What this task involves »
Print out the material that follows word for word.

(Location identification items)
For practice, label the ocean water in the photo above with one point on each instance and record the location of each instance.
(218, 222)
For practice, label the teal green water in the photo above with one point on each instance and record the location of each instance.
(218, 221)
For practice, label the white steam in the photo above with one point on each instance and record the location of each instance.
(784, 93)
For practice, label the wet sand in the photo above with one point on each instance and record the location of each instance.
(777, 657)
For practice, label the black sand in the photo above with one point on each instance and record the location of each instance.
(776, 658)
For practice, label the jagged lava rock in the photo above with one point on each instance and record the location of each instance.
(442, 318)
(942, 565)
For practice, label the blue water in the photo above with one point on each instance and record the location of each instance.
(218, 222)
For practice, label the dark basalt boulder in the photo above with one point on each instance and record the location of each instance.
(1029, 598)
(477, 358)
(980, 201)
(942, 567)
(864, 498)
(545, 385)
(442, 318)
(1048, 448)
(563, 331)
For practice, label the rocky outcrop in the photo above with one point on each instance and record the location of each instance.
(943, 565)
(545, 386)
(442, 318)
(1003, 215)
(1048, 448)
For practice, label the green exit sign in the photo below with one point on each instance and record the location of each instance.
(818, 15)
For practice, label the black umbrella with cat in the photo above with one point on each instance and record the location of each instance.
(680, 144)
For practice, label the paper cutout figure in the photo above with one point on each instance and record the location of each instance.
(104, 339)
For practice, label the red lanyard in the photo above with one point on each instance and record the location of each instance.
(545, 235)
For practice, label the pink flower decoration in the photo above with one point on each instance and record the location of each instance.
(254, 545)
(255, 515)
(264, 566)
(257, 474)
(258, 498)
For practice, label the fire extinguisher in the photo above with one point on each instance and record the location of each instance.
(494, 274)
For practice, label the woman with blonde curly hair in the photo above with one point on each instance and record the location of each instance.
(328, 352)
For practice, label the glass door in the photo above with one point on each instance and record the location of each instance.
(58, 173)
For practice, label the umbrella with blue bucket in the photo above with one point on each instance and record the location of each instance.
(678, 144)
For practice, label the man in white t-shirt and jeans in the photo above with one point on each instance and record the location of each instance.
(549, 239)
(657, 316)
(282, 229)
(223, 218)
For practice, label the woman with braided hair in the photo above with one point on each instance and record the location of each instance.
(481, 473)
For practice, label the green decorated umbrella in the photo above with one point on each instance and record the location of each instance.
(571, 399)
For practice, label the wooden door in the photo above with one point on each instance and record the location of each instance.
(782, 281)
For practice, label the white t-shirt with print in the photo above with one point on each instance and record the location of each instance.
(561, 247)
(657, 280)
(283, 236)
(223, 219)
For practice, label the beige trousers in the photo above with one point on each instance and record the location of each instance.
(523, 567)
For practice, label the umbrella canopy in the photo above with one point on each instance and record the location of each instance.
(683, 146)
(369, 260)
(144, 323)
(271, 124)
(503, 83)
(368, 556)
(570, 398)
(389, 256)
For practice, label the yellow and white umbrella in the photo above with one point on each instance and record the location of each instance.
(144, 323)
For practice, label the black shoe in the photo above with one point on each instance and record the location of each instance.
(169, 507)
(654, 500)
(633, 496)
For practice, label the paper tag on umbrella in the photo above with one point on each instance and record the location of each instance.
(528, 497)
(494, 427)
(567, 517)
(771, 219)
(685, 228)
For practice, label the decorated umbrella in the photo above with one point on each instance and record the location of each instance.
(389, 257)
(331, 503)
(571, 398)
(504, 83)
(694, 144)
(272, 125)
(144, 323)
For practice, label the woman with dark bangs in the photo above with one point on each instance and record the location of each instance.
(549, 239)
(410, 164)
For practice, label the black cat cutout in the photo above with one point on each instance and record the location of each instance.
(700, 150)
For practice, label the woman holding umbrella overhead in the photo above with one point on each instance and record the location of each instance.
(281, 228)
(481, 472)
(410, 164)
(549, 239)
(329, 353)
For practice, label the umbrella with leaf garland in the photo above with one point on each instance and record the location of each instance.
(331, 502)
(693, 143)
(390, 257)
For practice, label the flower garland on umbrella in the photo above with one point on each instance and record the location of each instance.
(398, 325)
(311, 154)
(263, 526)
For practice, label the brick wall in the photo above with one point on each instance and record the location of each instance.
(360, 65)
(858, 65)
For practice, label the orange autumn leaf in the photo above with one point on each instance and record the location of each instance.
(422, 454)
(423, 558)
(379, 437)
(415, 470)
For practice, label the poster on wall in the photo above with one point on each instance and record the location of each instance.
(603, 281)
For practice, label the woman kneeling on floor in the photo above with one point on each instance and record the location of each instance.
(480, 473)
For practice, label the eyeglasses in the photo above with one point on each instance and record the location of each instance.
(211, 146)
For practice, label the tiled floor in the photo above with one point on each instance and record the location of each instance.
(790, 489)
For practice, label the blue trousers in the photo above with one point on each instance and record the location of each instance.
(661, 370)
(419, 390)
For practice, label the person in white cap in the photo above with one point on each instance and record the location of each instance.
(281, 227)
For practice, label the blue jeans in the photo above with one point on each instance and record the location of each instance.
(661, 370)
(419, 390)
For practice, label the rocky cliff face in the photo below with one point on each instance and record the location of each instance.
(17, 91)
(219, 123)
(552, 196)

Written response »
For practice, label the ocean water in the photo above with one point on each instance and record the location of each instance.
(218, 222)
For practice, label the teal green water in the photo above with one point on each instance and record the location of each instance.
(218, 221)
For practice, label the white steam in the photo above with one point on each instance and record the location of each instance.
(784, 93)
For practice, label the wet sand in the photo above with one point on each instance and record the location of each instance.
(777, 657)
For practice, label the black sand in the photo above with one point on each instance and record the location of each instance.
(776, 658)
For practice, label the jagged lava rock in the photo above with one point on each instance and record the location of each instance.
(442, 318)
(942, 565)
For practice, label the blue water in the photo above with one point on each instance and record the location of each instance.
(218, 222)
For practice, label the dark basalt boulder in the photo above with one point on each instance and record the location of each instance.
(1029, 598)
(477, 358)
(980, 201)
(942, 567)
(864, 498)
(545, 385)
(442, 318)
(1048, 448)
(563, 331)
For practice, label the rocky outcrop in the photo above with one point on each instance and record the location of each instance.
(943, 565)
(545, 386)
(442, 318)
(1003, 215)
(1048, 448)
For practice, label the green exit sign in the photo below with one point on each instance and record the location of each instance.
(818, 15)
For practice, label the black umbrella with cat in the photo above with one point on each instance and record the location of each instance.
(680, 144)
For practice, label the paper cutout figure in the photo above with one point on each instance and record the location of each instance.
(104, 339)
For practice, label the red lanyard in the photo above with one point on each instance and record the location of each instance.
(545, 235)
For practice, label the pink flower decoration in the photo above with one point on each instance and record the location of each instance.
(254, 545)
(255, 515)
(264, 566)
(257, 474)
(258, 498)
For practice, label the fire extinguisher in the photo above with one point on each instance and record the location of each instance.
(494, 274)
For practice, label the woman with blonde curly hair in the photo above with one point on each instance and record the location of each instance.
(328, 352)
For practice, label the glass door in the photo above with one point on each instance and record the location of each instance.
(58, 173)
For practice, label the umbrella with blue bucket in the photo above with one point on each instance and record the location of each instance.
(678, 144)
For practice, label the man in white t-shirt and jeans in the photo above with one point on each instance and record the location of each instance.
(549, 239)
(657, 316)
(282, 229)
(223, 218)
For practice, label the woman with braided hair in the photo above with one point on each instance and record the location of each instance.
(481, 473)
For practice, label the green decorated umbrella in the photo above with one point on each instance and record the location of each instance.
(571, 399)
For practice, label the wooden door in the photo above with one point on each instance and record the location of each instance.
(782, 281)
For practice, label the white t-shirt with print in the photo above with one point on each instance and record the location of each instance.
(561, 247)
(657, 280)
(283, 236)
(223, 219)
For practice, label the beige trousers in the photo above with one point on each instance and record the location of each instance.
(523, 567)
For practice, label the umbrella canopy in the photo above with one point on each instance and record the location of each instance.
(683, 146)
(369, 260)
(144, 323)
(271, 124)
(503, 83)
(368, 556)
(570, 398)
(389, 256)
For practice, label the yellow and white umbrella in the photo above with one point on each instance and record the location of each instance.
(144, 323)
For practice, label the black shoe in the photo above with one point on each instance and record the location of each instance.
(169, 507)
(654, 500)
(633, 496)
For practice, label the paper tag on umbrella in the photo above with one point on each instance and record the location of each instance.
(528, 497)
(494, 427)
(567, 517)
(771, 219)
(685, 228)
For practice, label the decorated umbrella in the photo above with one point on each instance and record the location of each instance.
(389, 257)
(331, 503)
(571, 398)
(504, 83)
(694, 144)
(272, 125)
(144, 323)
For practice, label the woman with dark bangs in the photo above with one point on each instance and record the location of each instance.
(549, 239)
(410, 164)
For practice, label the black cat cutout in the photo above with one point on each instance and record the location of each instance.
(700, 150)
For practice, label the woman holding umbrella overhead in the photo above with one point on each instance and record the location of each instance.
(281, 228)
(481, 472)
(410, 164)
(549, 239)
(329, 353)
For practice, label the umbrella with leaf garland in the photo above with one point on each instance and record the location of each instance.
(331, 502)
(693, 143)
(390, 257)
For practice, label the flower garland on umbrella in the photo above with one point on each instance and record the location of each instance.
(398, 325)
(311, 154)
(263, 526)
For practice, label the brick wall in the photo above with one point on each instance and record the location of each instance.
(360, 65)
(858, 65)
For practice, label the orange autumn leaf in the photo above with one point on each instance and record the location of each instance.
(422, 454)
(423, 558)
(379, 437)
(415, 470)
For practice, label the poster on wall in the photo above with one point on each instance and record the location of each instance.
(603, 281)
For practice, label the woman kneeling on floor in the photo above with one point on each instance and record the location of each instance.
(480, 473)
For practice, label the eyeglasses in the photo above with one point on each instance and record the location of each instance.
(211, 146)
For practice, label the tiled floor in the photo above with one point on each instance and record the location of each instance.
(790, 489)
For practice, label the blue trousers in the photo above with one point on each instance and record the location of each instance.
(661, 370)
(419, 390)
For practice, label the person in white cap in the photo above with one point on each instance and record the location of each instance.
(281, 227)
For practice, label the blue jeans in the photo above with one point on each instance and record the location of each instance.
(661, 370)
(419, 390)
For practice, label the rocky cliff face in the photo below with one point on each instance and record the location of each instance.
(17, 91)
(219, 123)
(552, 196)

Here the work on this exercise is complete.